*EXERCISE REQUIREMENTS:* Echo, word for word, the part of this piece on geologist Ebenezer Emmons starting at "Scientist of the" and ending at "I must say.".

*DOCUMENT SEGMENT:*
■ ■ ■ ■
Scientist of the Day - Ebenezer Emmons
Ebenezer Emmons, an American geologist, was born May 16, 1799, in Middlefield, Mass. He studied to be a physician, and would later have a medical practice, but he encountered the geologist Amos Eaton at Williams College and became smitten with rocks and strata. He followed Eaton to the new Rensselaer Institute, where he studied geology. He accepted teaching positions at both Williams and Albany Medical College, and managed to hold both jobs for many years – a good trick, I must say.
In 1836, he joined the Geological Survey of New York State, which was planning a set of official volumes on the geology, agriculture, and natural history of New York. There were four geologists at work, and Emmons was assigned district 2, which encompassed the upper northeast corner of the state, including Clinton, Jefferson, and Essex counties, and the Adirondack Mountains (which Emmons named, by the way). Much of that area is bedrock gneiss, overlain by ancient stratified rock. There are places where a formation known as the Potsdam sandstone sits on the gneiss, and it was suspected that the Potsdam sandstone was the bottom of the geological column and the oldest sedimentary strata in New York. But Emmons found evidence in the convoluted rocks that there were strata older than the Potsdam, containing very primitive fossils, and he called this older system of rocks the Taconic system. In England, Roderick Murchison had discovered the Silurian System in Wales, arguing that it was the oldest stratigraphic sequence containing evidence of life. Adam Sedgwick had proposed a lower and older system, the Cambrian, but Murchison subsumed the Cambrian into his own Silurian system. Emmons, in the United Steates, argued that the Taconic system was the primordial strata, followed by Murchison's Silurian system.
In 1842, Emmons published volume 2 – his volume – in the Geology of New York series, where he made his case for the Taconic system. We have the complete Natural History of New York set in our collections, including the five-volume Geology of New York. In a chapter in his volume, Emmons presented his evidence for the Taconic system, and in plates at the end, he provided many geological sections that illustrated his system. We show some of those here. He also included several views in the text, one of Potsdam sandstone (second image), and another of the Adirondacks, including the tallest peak, Mount Marcy, which Emmons happened to be the first to climb (third image).
■ ■ ■ ■
*DATASET EXTRACT:*
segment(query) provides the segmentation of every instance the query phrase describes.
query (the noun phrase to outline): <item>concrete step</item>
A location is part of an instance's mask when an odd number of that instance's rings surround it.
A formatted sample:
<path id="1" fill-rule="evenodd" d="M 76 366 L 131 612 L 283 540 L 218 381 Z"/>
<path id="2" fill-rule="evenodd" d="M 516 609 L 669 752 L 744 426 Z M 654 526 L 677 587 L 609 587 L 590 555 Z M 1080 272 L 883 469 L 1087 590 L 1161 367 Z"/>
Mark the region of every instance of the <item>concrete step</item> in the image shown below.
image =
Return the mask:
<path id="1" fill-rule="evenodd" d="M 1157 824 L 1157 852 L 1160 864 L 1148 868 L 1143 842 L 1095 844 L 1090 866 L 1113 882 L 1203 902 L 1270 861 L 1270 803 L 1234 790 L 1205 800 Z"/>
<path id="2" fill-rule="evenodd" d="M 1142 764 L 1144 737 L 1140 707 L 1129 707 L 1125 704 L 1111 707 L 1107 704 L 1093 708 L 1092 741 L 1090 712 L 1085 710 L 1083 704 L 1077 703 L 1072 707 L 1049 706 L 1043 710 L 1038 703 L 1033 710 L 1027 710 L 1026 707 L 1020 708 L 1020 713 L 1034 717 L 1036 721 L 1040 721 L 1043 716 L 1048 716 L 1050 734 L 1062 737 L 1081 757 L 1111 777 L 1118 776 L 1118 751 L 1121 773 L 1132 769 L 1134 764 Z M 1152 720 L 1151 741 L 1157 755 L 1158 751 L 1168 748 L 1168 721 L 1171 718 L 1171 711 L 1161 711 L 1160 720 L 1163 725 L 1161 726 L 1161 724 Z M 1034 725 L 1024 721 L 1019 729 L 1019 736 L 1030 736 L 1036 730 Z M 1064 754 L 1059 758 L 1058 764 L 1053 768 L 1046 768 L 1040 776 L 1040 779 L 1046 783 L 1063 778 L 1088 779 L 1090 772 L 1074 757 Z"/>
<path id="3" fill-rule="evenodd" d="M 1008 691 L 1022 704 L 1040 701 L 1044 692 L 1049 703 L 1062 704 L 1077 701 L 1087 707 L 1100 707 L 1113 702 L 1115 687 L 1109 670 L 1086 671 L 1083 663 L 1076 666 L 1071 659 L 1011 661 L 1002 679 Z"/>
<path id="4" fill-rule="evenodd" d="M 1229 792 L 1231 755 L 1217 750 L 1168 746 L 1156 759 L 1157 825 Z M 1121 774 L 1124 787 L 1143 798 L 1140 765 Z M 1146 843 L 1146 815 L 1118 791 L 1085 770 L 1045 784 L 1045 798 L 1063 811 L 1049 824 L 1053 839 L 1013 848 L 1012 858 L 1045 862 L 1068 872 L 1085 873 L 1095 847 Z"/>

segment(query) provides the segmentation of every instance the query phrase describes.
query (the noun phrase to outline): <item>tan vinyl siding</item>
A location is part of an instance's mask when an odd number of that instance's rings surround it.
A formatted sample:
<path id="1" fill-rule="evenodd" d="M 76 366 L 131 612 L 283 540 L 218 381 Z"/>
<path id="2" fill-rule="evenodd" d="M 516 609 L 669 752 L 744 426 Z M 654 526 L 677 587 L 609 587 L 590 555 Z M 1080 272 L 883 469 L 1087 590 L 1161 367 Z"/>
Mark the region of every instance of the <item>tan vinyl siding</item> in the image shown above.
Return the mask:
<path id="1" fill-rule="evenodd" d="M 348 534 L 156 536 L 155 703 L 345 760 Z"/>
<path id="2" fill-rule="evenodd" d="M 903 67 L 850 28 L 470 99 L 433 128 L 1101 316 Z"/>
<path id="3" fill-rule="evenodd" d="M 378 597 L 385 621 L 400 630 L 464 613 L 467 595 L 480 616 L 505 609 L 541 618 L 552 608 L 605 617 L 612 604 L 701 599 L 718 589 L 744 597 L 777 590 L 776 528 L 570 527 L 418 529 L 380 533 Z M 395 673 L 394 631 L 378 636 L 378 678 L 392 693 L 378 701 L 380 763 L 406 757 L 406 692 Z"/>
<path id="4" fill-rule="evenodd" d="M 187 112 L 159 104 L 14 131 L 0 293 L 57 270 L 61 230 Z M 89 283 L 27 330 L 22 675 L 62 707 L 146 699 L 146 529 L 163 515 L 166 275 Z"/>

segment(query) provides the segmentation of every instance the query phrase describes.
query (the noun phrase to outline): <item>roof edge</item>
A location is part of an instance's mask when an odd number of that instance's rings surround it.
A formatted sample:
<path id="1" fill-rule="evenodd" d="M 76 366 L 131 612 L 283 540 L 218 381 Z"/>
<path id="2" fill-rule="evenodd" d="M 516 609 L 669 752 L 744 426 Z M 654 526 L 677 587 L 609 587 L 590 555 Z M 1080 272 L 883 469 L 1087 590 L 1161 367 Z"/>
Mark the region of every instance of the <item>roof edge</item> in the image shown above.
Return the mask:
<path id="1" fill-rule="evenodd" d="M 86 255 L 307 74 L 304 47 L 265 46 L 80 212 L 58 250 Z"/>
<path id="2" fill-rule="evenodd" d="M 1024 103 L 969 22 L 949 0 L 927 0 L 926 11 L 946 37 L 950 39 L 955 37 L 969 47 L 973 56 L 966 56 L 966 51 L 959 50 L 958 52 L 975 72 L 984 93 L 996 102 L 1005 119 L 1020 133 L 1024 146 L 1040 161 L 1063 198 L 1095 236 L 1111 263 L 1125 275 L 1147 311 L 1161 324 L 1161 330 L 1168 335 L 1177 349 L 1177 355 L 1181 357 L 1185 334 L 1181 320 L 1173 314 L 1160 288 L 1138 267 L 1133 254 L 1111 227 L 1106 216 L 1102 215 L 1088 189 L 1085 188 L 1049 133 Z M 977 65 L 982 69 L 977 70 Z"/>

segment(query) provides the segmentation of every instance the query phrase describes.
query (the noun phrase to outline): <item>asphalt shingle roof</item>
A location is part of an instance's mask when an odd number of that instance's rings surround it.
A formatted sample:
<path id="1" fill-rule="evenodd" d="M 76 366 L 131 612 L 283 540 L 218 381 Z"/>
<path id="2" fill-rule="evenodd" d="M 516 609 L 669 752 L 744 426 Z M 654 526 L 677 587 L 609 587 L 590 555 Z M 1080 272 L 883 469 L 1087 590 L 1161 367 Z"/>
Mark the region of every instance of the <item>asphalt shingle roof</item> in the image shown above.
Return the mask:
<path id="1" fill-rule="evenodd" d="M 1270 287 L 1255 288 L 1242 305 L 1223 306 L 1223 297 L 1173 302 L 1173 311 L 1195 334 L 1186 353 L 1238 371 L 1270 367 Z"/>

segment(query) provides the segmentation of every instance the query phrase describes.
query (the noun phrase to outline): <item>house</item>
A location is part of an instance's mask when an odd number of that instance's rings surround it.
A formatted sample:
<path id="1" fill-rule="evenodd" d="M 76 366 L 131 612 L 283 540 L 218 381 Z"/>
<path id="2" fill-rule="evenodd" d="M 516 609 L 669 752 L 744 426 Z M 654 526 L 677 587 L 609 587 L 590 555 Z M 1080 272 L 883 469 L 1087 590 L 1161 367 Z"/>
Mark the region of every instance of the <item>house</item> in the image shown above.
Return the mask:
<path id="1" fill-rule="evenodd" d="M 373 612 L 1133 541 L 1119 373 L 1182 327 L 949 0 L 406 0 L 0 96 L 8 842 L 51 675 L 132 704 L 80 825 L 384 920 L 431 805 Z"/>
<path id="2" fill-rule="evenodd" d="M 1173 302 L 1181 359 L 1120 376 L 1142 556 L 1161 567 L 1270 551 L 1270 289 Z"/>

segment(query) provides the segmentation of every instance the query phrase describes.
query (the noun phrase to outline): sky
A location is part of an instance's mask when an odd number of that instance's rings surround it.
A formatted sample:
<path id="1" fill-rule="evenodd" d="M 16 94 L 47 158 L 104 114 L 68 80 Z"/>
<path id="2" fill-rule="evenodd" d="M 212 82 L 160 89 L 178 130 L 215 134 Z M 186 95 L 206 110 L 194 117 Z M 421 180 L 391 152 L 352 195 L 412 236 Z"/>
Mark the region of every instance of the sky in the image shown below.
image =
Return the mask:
■ ■ ■ ■
*RESPONSE TO THE TASK:*
Scientist of the Day - Ebenezer Emmons
Ebenezer Emmons, an American geologist, was born May 16, 1799, in Middlefield, Mass. He studied to be a physician, and would later have a medical practice, but he encountered the geologist Amos Eaton at Williams College and became smitten with rocks and strata. He followed Eaton to the new Rensselaer Institute, where he studied geology. He accepted teaching positions at both Williams and Albany Medical College, and managed to hold both jobs for many years – a good trick, I must say.